▶ [Übungstext]
Raum

Emma Donoghue: Raum

Der Verlag wirbt auf dem Umschlag für dieses Buch mit einem Zitat von Anita Shreve: „Raum ist mit nichts zu vergleichen, was ich bisher gelesen habe.“ Auch wenn solche Werbeaussagen immer mit Vorsicht zu genießen sind, hier ist sie durchaus wahr. Raum ist ein ganz ungewöhnliches Buch!

Inhalt

Jack lebt mit Ma in Raum. Hier spielen sie zusammen, hier essen sie, waschen sich und schlafen. Raum hat eine Tür, die immer zu ist, ein Oberlicht und ist 12 Quadratmeter groß. Raum ist alles, was Jack kennt, hier lebt er, hier wurde er geboren. Ein Fleck auf Teppich erinnert daran. Wenn Jack nicht mit Ma spielt, darf er fernsehen. Das tut er sehr gern, er liebt die Cartoonfiguren, besonders Dora, aber er weiß auch, das alles im Fernsehen nicht echt ist, echt sind nur er, Ma und Raum.

An Jacks fünften Geburtstag erzählt ihm Ma allerdings, dass es wirklich ein Draußen gibt, dass dort andere Kinder leben und dass es das meiste, was er im Fernsehen sieht, auch wirklich gibt. Ma hatte ihn belogen, jetzt entlügt sie ihn. Ma möchte zurück ins Draußen, Jack kann es sich nicht vorstellen, denn Raum ist alles was er kennt. Aber Ma sagt, dass er jetzt alt genug ist, um ihr bei der Flucht zu helfen.

Dazu müssen sie Old Nick austricksen, Old Nick, der immer nachts kommt und dann muss Jack im Schrank schlafen. Ma will nicht, dass Old Nick ihn sieht. Und Old Nick hat auch kein Interesse an Jack, er macht Bettquietscher. Wenn Jack nicht schlafen kann, zählt er sie.

Immer sonntags bringt Old Nick Sonntagsguttis, zu viel dürfen sie sich aber nicht wünschen, mal eine Hose, mal Schokolädchen. Viel gibt es nicht und auch das Essen ist immer knapp. Ma macht daraus ein Spiel, Cornflakes werden abgezählt.

 Jack findet sein Leben mit Ma im Raum schön. Wie besonders sein Leben mit Ma wirklich war, lernt Jack, als ihnen wider Erwarten die Flucht tatsächlich gelingt. Das Draußen ist so anders als alles, was er kennt. So schnell er auch zu lernen versucht, unter fachkundiger Unterstützung von Psychologen und Ärzten, er taumelt von einem Irrtum, einem Fettnapf, einem Fehler in den nächsten.

Auch Ma, die eigentlich Sharon heißt und vor ihrer Entführung Studentin war, findet sich nach den sieben Jahren in Isolation nur schwer wieder zurecht. Und die Mitmenschen, Familie, Journalisten, Reporter, Menschen auf der Straße, sind keineswegs immer freundlich oder gar hilfsbereit.

▶ [Aufgelistete Zeilen]
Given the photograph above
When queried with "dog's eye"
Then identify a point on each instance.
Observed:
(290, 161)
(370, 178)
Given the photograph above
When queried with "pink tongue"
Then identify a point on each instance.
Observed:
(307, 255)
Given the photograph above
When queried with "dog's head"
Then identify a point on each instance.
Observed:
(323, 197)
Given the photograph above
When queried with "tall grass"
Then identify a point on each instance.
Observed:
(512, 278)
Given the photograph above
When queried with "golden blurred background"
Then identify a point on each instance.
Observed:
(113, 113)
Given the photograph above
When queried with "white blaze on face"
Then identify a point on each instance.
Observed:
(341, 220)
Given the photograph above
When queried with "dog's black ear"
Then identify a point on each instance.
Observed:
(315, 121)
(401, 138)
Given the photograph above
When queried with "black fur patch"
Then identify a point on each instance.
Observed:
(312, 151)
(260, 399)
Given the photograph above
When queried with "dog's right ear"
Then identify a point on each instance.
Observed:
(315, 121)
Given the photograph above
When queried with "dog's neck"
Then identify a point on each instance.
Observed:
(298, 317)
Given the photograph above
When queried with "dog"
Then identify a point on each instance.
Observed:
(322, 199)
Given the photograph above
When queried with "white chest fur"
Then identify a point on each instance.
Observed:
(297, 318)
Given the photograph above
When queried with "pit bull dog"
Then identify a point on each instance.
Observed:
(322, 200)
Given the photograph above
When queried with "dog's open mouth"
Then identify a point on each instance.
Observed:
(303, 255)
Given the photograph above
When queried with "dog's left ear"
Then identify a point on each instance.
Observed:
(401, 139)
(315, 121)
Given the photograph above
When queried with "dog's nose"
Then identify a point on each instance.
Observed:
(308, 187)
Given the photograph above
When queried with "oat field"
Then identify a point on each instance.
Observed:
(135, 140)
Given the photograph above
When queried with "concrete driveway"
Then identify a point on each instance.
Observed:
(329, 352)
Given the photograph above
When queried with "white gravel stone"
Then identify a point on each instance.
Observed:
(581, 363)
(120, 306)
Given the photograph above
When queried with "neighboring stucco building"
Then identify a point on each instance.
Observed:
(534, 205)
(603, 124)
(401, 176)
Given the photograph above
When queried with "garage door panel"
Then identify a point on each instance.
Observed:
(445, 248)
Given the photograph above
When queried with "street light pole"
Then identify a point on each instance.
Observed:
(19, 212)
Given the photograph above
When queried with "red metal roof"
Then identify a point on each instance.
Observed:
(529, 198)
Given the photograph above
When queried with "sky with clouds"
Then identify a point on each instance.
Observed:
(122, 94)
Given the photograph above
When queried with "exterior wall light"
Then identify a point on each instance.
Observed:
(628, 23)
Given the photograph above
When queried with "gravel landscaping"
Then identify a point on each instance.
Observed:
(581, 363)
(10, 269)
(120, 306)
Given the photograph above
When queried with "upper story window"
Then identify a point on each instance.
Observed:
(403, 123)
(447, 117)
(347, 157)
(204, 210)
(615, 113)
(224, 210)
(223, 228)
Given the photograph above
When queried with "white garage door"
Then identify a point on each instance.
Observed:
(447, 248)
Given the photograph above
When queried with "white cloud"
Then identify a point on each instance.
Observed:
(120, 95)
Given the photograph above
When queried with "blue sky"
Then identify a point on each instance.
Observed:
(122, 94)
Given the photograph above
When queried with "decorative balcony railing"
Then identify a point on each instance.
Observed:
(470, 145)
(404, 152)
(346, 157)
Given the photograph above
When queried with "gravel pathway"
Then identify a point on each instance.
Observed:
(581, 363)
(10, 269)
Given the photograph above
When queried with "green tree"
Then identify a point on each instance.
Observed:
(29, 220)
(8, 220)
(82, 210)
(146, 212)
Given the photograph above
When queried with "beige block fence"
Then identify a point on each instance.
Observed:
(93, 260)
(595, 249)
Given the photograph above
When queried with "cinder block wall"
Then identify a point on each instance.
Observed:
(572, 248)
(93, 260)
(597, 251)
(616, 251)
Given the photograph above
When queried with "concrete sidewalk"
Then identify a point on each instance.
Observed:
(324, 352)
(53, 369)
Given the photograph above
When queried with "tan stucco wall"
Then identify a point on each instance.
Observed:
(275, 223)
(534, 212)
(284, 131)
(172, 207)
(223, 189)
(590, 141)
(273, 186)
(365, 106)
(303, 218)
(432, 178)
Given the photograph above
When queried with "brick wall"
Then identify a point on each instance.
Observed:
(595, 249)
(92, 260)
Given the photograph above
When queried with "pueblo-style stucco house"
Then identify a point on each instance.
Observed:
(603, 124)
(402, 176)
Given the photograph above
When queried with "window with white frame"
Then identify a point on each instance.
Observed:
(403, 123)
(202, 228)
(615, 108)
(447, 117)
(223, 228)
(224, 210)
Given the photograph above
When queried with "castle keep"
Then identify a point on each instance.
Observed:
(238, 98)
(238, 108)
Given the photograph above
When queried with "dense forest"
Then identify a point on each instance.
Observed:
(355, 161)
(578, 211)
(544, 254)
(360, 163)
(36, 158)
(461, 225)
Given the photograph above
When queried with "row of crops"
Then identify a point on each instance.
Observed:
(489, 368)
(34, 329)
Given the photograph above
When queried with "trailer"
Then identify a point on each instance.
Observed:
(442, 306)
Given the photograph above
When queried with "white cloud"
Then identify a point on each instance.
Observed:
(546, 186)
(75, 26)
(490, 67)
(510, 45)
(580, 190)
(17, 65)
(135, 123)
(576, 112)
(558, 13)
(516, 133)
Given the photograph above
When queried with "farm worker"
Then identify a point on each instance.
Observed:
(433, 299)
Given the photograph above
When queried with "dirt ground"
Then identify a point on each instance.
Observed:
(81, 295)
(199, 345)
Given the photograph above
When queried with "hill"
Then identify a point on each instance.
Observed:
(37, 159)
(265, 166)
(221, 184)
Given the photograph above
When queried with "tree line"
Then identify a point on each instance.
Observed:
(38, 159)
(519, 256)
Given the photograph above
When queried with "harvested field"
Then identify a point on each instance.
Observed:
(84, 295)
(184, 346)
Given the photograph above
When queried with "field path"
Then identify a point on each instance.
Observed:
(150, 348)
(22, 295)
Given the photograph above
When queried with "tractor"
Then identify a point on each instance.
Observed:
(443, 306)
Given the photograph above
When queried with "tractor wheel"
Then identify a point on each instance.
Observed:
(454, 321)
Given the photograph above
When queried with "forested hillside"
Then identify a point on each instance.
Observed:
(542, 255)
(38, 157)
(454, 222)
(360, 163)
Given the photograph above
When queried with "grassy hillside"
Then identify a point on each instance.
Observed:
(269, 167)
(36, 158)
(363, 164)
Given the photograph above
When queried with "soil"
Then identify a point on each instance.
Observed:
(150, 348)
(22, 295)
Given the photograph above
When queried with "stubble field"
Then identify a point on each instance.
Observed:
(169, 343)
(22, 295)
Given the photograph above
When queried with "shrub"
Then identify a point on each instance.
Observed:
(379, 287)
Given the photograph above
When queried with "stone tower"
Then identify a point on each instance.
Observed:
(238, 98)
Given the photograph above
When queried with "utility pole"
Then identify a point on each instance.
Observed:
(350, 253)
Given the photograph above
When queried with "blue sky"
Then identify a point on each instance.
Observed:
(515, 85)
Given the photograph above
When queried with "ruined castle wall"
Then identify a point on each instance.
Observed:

▶ [Arbeitsauftrag] Gib bitte aus dem Übungstext über den Roman „Raum“ alles von „Der Verlag wirbt“ bis hinunter zu „Ma und Raum.“ wortgetreu wieder.

▶ [Fertige Übung]
Der Verlag wirbt auf dem Umschlag für dieses Buch mit einem Zitat von Anita Shreve: „Raum ist mit nichts zu vergleichen, was ich bisher gelesen habe.“ Auch wenn solche Werbeaussagen immer mit Vorsicht zu genießen sind, hier ist sie durchaus wahr. Raum ist ein ganz ungewöhnliches Buch!

Inhalt

Jack lebt mit Ma in Raum. Hier spielen sie zusammen, hier essen sie, waschen sich und schlafen. Raum hat eine Tür, die immer zu ist, ein Oberlicht und ist 12 Quadratmeter groß. Raum ist alles, was Jack kennt, hier lebt er, hier wurde er geboren. Ein Fleck auf Teppich erinnert daran. Wenn Jack nicht mit Ma spielt, darf er fernsehen. Das tut er sehr gern, er liebt die Cartoonfiguren, besonders Dora, aber er weiß auch, das alles im Fernsehen nicht echt ist, echt sind nur er, Ma und Raum.